### Task prompt
Exactly as given, repeat all of the entries.

### Data rows
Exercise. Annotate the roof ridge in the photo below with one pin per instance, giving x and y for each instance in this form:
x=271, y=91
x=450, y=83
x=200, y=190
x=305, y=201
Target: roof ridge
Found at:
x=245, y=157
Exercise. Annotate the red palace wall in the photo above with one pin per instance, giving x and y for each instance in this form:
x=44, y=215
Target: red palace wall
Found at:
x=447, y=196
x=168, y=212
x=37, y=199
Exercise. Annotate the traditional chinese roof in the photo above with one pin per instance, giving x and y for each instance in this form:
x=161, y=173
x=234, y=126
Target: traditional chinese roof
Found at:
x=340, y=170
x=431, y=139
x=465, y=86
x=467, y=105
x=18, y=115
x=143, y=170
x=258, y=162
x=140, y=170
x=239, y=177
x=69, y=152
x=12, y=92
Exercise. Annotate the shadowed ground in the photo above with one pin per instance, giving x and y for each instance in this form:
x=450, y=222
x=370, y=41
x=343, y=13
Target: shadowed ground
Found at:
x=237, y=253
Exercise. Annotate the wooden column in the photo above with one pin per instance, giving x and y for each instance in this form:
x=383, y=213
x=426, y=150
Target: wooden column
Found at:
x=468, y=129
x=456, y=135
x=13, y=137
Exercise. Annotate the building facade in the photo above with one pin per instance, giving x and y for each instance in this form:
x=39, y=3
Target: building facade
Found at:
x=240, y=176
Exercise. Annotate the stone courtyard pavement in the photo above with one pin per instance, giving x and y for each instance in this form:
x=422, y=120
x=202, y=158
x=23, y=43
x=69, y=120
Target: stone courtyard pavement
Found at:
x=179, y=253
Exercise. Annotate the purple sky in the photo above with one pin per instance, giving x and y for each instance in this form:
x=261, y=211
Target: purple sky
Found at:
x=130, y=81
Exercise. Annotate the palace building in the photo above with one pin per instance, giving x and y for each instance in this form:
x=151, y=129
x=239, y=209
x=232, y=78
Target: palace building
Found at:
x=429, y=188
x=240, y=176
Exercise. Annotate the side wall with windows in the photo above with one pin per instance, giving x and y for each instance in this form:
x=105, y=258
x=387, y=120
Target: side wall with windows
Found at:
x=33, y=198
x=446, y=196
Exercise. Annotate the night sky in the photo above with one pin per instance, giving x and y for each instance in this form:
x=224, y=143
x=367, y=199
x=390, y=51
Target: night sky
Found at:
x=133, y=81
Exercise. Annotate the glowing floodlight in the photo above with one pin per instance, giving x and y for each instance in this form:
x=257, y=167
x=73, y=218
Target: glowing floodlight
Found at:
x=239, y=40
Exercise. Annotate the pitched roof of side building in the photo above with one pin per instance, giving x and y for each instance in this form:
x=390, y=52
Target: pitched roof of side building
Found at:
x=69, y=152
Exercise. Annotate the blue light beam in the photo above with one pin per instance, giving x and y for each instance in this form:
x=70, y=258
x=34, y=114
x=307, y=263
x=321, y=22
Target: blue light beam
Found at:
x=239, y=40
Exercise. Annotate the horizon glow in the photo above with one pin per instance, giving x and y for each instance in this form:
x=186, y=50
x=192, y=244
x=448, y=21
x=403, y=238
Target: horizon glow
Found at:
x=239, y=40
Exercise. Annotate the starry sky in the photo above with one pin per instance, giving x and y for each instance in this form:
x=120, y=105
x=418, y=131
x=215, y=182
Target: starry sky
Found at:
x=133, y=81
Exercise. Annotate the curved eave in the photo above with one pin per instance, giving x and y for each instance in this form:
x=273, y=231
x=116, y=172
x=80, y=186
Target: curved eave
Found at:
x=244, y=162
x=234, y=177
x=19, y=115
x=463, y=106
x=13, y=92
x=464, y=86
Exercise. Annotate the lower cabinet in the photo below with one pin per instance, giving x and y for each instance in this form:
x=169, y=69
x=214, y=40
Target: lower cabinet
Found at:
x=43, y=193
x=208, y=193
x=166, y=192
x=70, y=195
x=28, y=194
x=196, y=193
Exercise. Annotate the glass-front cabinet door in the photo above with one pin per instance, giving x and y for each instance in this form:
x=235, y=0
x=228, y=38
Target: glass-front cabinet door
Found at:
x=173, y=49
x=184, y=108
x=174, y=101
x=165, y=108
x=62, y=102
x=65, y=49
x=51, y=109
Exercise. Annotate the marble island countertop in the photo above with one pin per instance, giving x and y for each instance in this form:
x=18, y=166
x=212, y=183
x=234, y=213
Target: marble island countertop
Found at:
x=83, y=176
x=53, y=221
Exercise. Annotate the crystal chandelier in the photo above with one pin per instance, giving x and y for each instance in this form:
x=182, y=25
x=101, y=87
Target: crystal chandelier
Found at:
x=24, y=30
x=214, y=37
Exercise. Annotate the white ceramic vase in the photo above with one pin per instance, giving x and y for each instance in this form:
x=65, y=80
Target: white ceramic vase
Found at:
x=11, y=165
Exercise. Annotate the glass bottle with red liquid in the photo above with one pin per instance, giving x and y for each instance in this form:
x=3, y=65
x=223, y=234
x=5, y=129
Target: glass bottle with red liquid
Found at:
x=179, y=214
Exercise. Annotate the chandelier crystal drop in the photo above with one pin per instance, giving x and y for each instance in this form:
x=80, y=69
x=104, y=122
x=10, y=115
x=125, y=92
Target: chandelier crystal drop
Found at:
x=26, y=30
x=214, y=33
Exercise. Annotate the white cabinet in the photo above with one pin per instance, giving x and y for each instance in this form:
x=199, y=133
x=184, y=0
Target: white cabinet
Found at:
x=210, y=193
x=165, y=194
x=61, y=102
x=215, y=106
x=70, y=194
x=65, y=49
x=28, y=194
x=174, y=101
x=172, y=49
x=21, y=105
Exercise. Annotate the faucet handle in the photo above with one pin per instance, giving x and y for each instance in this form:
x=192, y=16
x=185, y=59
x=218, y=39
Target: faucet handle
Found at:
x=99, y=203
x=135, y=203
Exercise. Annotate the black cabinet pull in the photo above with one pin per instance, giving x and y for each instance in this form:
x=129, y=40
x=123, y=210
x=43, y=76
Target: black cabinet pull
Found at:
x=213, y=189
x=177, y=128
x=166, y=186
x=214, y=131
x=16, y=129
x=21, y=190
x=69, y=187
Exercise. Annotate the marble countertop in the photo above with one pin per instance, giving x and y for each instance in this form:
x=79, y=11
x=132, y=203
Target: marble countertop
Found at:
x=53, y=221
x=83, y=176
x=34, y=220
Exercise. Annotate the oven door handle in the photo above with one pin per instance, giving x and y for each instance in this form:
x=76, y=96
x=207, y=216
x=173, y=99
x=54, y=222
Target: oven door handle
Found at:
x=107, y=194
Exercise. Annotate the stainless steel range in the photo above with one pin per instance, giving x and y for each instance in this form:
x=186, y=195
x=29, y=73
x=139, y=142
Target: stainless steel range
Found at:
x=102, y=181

### Exercise output
Exercise. Annotate the roof ridge in the photo below with one pin per instance, giving x and y for each instance in this form:
x=271, y=91
x=450, y=83
x=200, y=190
x=305, y=201
Target: roof ridge
Found at:
x=245, y=157
Exercise. Annotate the red palace wall in the photo above with one pin per instance, giving x and y for each instance in this form:
x=44, y=215
Target: red palace wall
Found at:
x=447, y=196
x=168, y=212
x=37, y=199
Exercise. Annotate the traditional chinese roof in the photo above with one pin per instance, giving x and y for each instance in this form:
x=161, y=173
x=234, y=126
Target: traditional chinese roof
Found at:
x=340, y=170
x=431, y=139
x=465, y=86
x=467, y=105
x=18, y=115
x=143, y=170
x=258, y=162
x=140, y=170
x=239, y=177
x=69, y=152
x=12, y=92
Exercise. Annotate the shadowed ground in the photo above with one pin per instance, giving x and y for each instance in this form:
x=450, y=222
x=370, y=41
x=343, y=13
Target: shadowed ground
Found at:
x=237, y=253
Exercise. Annotate the wooden column in the photo above with one pin per instance, giving x and y for each instance in this form:
x=383, y=213
x=426, y=150
Target: wooden column
Found at:
x=468, y=129
x=456, y=135
x=13, y=137
Exercise. Annotate the building facade in the photo above with one pin per instance, giving x and y for each instance in this form:
x=39, y=3
Target: building facade
Found at:
x=240, y=176
Exercise. Annotate the stone courtyard pavement in the photo above with one pin per instance, giving x and y for each instance in this form:
x=422, y=120
x=202, y=158
x=23, y=43
x=69, y=120
Target: stone courtyard pavement
Found at:
x=179, y=253
Exercise. Annotate the purple sky in the photo above with one pin per instance, giving x and y for each instance in this form:
x=261, y=211
Target: purple sky
Found at:
x=130, y=81
Exercise. Annotate the palace building in the photo above with one pin per instance, giving x and y for each instance in this form:
x=151, y=129
x=239, y=209
x=232, y=78
Target: palace building
Found at:
x=429, y=188
x=240, y=176
Exercise. Annotate the side wall with windows in the photo above with one pin per instance, giving x and y for each instance in this form:
x=105, y=258
x=387, y=120
Target: side wall with windows
Found at:
x=33, y=198
x=446, y=196
Exercise. Annotate the night sky in the photo above with one pin per instance, giving x and y for each instance in this form:
x=224, y=143
x=367, y=199
x=390, y=51
Target: night sky
Found at:
x=133, y=81
Exercise. Annotate the glowing floodlight in the photo above with one pin per instance, giving x and y for each instance in this form:
x=257, y=167
x=73, y=218
Target: glowing floodlight
Found at:
x=239, y=40
Exercise. Annotate the pitched roof of side building in the photo above with one pin per instance, giving x and y for each instance in this form:
x=390, y=52
Target: pitched roof of side building
Found at:
x=69, y=152
Exercise. Annotate the blue light beam in the photo above with one pin per instance, giving x and y for each instance in this form:
x=70, y=258
x=34, y=114
x=307, y=263
x=321, y=22
Target: blue light beam
Found at:
x=239, y=40
Exercise. Annotate the horizon glow in the photo above with one pin per instance, giving x and y for each instance in this form:
x=186, y=50
x=192, y=244
x=448, y=21
x=403, y=238
Target: horizon glow
Found at:
x=239, y=40
Exercise. Annotate the starry sky in the photo above with one pin per instance, giving x and y for each instance in this form:
x=120, y=105
x=418, y=131
x=215, y=182
Target: starry sky
Found at:
x=133, y=81
Exercise. Annotate the curved eave in the photo above with one pin per instance, giving x and y for each instance in this form:
x=273, y=231
x=116, y=172
x=80, y=186
Target: curved eave
Found at:
x=244, y=162
x=234, y=177
x=19, y=115
x=463, y=106
x=13, y=92
x=464, y=86
Exercise. Annotate the lower cabinet in the photo below with one pin per instance, giving x and y for each instance in this form:
x=169, y=69
x=214, y=40
Target: lower cabinet
Found at:
x=43, y=193
x=208, y=193
x=166, y=192
x=70, y=195
x=28, y=194
x=196, y=193
Exercise. Annotate the glass-front cabinet door in the photo above with one pin per instance, giving x and y for each instance in this form:
x=235, y=0
x=228, y=38
Target: glass-front cabinet door
Found at:
x=173, y=49
x=184, y=108
x=174, y=101
x=165, y=108
x=62, y=102
x=65, y=49
x=51, y=109
Exercise. Annotate the marble island countertop in the photo above with one pin per instance, giving x and y for each instance in this form:
x=18, y=166
x=212, y=183
x=234, y=213
Target: marble island countertop
Found at:
x=83, y=176
x=53, y=221
Exercise. Annotate the crystal chandelier in the photo above with one pin per instance, giving x and y for each instance in this form:
x=182, y=25
x=101, y=87
Target: crystal chandelier
Found at:
x=24, y=30
x=214, y=37
Exercise. Annotate the white ceramic vase in the photo above with one pin per instance, giving x and y for each instance in this form:
x=65, y=80
Target: white ceramic vase
Found at:
x=11, y=165
Exercise. Annotate the glass bottle with red liquid in the photo above with one pin per instance, giving x and y for each instance in this form:
x=3, y=65
x=223, y=234
x=5, y=129
Target: glass bottle with red liquid
Found at:
x=179, y=214
Exercise. Annotate the chandelier crystal drop in the photo above with one pin per instance, giving x and y for each instance in this form:
x=80, y=69
x=104, y=122
x=10, y=115
x=125, y=92
Target: chandelier crystal drop
Found at:
x=26, y=30
x=214, y=33
Exercise. Annotate the white cabinet in the photo above with one pin per instance, giving x and y for each instance in this form:
x=199, y=133
x=184, y=0
Target: white cabinet
Found at:
x=210, y=193
x=165, y=194
x=61, y=102
x=215, y=106
x=70, y=194
x=65, y=49
x=28, y=194
x=174, y=101
x=172, y=49
x=21, y=105
Exercise. Annotate the faucet handle in the photo above with one pin per instance, giving x and y for each instance in this form:
x=192, y=16
x=185, y=59
x=218, y=39
Target: faucet handle
Found at:
x=99, y=203
x=135, y=203
Exercise. Annotate the black cabinet pull in the photo above with one pin per instance, giving x and y for each instance in this form:
x=129, y=40
x=123, y=210
x=43, y=76
Target: black cabinet pull
Found at:
x=213, y=189
x=177, y=128
x=166, y=186
x=214, y=131
x=16, y=129
x=21, y=190
x=69, y=187
Exercise. Annotate the marble countertop in the photo above with one pin per instance, giving x and y for each instance in this form:
x=79, y=11
x=132, y=203
Target: marble countertop
Found at:
x=53, y=221
x=83, y=176
x=34, y=220
Exercise. Annotate the oven door handle in the photo above with one pin per instance, giving x and y for each instance in this form:
x=76, y=96
x=207, y=216
x=173, y=99
x=54, y=222
Target: oven door handle
Found at:
x=107, y=194
Exercise. Annotate the stainless steel range in the photo above with one pin per instance, giving x and y for each instance in this form:
x=186, y=195
x=29, y=73
x=139, y=142
Target: stainless steel range
Found at:
x=102, y=181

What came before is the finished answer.